[Object location annotation items]
>> begin
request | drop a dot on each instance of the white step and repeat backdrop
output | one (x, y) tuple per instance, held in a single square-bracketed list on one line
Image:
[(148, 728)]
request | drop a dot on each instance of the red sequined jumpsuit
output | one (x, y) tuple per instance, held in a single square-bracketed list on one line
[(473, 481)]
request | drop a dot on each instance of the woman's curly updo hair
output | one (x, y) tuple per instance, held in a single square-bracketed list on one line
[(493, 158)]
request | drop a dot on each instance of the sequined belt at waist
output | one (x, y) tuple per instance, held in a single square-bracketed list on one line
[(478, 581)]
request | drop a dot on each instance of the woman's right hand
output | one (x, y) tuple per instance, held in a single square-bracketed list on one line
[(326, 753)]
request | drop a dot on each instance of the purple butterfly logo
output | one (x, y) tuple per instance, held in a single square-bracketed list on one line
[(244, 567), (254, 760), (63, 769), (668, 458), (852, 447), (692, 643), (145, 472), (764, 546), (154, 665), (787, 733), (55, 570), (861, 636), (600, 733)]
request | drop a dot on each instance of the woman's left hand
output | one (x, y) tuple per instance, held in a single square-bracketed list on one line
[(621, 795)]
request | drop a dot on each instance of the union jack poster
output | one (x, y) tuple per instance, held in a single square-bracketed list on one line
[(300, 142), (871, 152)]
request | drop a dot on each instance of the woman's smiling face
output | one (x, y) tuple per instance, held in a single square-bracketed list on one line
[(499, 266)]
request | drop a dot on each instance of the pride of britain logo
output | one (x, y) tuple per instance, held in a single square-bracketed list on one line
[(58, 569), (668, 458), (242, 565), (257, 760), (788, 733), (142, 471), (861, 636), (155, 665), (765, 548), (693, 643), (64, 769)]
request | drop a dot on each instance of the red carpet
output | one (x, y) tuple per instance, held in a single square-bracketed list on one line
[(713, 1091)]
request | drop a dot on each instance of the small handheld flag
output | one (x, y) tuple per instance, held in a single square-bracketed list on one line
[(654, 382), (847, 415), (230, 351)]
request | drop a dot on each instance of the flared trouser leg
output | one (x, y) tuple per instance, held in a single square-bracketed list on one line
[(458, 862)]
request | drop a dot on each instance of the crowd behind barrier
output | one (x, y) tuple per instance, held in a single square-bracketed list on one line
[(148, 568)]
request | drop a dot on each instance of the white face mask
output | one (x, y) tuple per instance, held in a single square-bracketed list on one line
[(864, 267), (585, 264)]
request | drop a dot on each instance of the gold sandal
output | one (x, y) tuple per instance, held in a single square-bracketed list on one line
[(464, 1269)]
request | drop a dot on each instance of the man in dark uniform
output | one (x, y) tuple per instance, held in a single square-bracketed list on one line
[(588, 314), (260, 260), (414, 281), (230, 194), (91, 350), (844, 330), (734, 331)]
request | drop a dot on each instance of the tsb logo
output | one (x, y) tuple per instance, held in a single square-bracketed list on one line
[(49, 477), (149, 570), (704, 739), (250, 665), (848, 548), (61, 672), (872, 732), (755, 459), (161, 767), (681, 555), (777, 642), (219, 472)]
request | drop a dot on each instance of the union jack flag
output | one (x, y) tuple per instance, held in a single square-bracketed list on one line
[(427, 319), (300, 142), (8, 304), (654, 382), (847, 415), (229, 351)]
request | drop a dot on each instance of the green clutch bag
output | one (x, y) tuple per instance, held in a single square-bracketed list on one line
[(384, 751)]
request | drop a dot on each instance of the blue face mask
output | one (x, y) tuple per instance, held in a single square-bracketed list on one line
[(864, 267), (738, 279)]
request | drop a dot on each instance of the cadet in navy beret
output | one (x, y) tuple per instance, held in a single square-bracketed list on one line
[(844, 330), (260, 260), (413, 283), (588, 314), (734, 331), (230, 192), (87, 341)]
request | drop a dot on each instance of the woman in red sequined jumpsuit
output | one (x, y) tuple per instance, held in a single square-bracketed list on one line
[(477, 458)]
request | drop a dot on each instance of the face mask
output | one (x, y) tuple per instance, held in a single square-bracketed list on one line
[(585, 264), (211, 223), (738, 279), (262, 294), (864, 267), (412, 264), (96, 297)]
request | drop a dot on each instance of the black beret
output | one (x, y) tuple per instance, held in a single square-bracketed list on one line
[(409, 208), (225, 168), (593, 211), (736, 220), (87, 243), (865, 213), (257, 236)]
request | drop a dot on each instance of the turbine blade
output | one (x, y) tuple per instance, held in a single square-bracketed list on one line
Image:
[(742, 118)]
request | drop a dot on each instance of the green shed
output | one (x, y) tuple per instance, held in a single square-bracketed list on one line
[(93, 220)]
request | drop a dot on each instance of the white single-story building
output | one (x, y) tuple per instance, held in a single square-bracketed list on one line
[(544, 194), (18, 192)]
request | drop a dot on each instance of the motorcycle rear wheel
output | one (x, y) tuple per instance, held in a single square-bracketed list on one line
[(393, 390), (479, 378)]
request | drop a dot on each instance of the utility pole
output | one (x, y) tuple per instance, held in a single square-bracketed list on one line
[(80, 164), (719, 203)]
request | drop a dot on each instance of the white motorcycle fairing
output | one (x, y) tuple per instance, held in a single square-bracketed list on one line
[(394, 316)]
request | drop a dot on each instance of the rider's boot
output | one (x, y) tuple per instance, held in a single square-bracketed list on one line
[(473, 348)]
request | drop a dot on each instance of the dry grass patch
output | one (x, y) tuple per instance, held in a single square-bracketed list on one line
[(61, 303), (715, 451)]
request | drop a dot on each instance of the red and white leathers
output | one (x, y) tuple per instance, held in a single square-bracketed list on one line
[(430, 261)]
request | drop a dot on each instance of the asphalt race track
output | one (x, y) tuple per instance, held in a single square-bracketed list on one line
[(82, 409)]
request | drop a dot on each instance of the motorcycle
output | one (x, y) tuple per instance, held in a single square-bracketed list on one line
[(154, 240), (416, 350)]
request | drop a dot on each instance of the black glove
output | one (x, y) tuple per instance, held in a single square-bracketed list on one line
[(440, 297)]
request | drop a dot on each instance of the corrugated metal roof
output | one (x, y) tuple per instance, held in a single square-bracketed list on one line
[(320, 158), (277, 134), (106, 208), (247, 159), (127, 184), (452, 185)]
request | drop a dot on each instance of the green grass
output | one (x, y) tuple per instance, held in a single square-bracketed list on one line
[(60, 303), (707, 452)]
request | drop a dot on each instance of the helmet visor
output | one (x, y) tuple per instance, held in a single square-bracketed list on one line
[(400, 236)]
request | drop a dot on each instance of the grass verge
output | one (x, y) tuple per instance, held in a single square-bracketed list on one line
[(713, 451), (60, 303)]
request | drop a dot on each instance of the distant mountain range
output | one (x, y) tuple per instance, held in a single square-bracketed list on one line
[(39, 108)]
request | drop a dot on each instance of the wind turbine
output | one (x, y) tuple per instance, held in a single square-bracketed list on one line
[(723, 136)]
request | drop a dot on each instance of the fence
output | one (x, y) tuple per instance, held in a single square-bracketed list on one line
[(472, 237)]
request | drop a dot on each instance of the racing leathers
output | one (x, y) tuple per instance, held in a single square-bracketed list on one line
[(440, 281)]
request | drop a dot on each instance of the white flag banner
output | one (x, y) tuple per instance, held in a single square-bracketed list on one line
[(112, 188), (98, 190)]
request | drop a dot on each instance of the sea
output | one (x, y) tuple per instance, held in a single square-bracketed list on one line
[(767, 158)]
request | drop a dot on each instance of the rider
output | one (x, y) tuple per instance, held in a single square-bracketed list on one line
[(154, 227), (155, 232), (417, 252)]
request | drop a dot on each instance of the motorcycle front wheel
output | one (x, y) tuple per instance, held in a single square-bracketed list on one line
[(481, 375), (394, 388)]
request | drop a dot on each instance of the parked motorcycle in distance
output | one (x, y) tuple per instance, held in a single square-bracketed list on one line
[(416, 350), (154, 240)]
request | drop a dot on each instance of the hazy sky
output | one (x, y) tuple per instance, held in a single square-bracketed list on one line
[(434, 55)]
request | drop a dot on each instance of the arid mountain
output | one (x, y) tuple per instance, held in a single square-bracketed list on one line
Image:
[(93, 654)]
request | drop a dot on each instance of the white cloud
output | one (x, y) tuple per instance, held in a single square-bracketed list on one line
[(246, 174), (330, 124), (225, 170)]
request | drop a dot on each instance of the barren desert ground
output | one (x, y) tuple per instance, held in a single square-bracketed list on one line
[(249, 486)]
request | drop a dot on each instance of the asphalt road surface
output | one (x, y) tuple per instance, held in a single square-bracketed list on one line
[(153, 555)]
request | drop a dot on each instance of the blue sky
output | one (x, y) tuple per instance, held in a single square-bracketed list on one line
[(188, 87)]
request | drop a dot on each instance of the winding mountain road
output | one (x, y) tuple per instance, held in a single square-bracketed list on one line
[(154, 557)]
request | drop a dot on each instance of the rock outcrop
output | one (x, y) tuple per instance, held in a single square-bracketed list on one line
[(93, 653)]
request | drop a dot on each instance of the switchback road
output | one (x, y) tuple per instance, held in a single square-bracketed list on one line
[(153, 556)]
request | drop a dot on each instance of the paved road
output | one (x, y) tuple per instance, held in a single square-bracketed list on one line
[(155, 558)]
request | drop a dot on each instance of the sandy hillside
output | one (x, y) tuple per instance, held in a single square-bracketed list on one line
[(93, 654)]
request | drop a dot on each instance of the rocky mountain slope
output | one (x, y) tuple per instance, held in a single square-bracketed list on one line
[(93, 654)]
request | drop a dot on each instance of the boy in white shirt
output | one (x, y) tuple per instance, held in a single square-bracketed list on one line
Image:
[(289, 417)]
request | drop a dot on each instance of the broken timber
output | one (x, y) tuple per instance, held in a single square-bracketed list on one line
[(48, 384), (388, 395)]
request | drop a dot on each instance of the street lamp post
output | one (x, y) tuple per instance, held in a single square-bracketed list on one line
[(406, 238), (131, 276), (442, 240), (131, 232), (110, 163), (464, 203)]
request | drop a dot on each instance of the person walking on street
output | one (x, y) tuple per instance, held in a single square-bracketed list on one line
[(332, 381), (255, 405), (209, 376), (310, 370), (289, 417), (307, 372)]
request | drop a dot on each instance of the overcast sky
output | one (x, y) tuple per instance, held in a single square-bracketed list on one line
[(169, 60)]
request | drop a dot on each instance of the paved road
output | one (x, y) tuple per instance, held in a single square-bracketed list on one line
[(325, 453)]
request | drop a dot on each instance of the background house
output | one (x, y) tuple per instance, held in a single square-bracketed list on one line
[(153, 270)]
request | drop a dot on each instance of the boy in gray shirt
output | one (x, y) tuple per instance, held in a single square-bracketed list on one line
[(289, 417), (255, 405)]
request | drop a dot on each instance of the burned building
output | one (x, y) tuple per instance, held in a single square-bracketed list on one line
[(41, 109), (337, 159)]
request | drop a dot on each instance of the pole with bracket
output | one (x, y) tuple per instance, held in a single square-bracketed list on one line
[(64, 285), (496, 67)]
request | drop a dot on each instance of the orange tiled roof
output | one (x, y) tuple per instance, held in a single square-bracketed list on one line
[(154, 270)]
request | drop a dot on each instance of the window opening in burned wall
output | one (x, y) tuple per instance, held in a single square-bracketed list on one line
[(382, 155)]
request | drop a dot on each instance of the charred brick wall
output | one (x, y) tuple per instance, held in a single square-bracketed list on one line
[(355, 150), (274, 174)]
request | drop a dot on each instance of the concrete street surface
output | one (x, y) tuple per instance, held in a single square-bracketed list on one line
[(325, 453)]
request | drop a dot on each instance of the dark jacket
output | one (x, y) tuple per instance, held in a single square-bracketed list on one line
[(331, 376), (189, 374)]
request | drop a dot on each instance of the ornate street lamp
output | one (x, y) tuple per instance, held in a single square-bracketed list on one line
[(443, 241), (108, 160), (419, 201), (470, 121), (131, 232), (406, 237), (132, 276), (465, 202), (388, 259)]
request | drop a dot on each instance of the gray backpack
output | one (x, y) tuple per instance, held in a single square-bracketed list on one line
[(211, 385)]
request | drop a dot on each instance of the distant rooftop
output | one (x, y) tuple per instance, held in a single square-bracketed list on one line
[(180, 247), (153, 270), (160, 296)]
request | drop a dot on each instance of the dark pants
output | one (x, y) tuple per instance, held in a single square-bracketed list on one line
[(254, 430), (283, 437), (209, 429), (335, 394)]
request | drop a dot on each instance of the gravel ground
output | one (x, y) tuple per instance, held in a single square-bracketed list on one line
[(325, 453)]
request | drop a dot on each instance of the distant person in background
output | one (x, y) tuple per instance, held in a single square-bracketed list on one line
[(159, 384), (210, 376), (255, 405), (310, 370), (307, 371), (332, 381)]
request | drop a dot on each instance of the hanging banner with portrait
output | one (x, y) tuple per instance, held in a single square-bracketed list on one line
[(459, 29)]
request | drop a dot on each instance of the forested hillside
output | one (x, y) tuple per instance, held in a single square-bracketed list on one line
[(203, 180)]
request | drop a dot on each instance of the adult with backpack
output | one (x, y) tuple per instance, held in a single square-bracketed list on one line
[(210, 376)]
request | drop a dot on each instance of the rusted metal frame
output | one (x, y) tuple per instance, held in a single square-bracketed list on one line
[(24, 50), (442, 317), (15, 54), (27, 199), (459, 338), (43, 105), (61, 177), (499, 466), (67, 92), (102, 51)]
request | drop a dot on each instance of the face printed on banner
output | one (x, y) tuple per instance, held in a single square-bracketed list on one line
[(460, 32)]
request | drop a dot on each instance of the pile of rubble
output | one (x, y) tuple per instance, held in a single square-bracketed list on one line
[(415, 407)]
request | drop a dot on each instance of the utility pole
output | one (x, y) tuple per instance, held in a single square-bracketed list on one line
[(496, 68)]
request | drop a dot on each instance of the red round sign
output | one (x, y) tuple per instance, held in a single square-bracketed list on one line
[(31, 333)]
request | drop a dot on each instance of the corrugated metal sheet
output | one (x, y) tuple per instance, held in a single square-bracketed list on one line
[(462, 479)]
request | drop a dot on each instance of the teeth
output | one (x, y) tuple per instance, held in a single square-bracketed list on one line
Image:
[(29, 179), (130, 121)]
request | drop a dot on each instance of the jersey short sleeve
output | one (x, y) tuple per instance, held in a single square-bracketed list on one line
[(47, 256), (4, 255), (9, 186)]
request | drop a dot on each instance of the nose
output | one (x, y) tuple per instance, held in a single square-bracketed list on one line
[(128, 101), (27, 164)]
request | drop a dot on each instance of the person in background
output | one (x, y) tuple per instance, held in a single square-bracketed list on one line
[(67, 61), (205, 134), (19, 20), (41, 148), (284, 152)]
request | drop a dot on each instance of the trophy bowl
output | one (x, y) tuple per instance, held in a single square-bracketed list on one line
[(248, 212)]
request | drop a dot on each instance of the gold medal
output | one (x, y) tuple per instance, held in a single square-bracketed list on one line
>> end
■ Challenge
Render as a JSON list of strings the lines beginning at the line that contains "request | drop a dot on each instance of the pile" and ending after the line that contains "[(31, 333)]", one string per line, with blank lines omitted.

■ Expected answer
[
  "request | drop a dot on each instance of the pile of rubble",
  "output | one (x, y) tuple per instance, held in a single square-bracketed list on one line",
  "[(415, 407)]",
  "request | drop a dot on each instance of the utility pole",
  "output | one (x, y) tuple per instance, held in a single square-bracketed list on one line",
  "[(496, 68)]",
  "request | drop a dot on each instance of the red round sign",
  "output | one (x, y) tuple per instance, held in a single square-bracketed list on one line",
  "[(31, 333)]"
]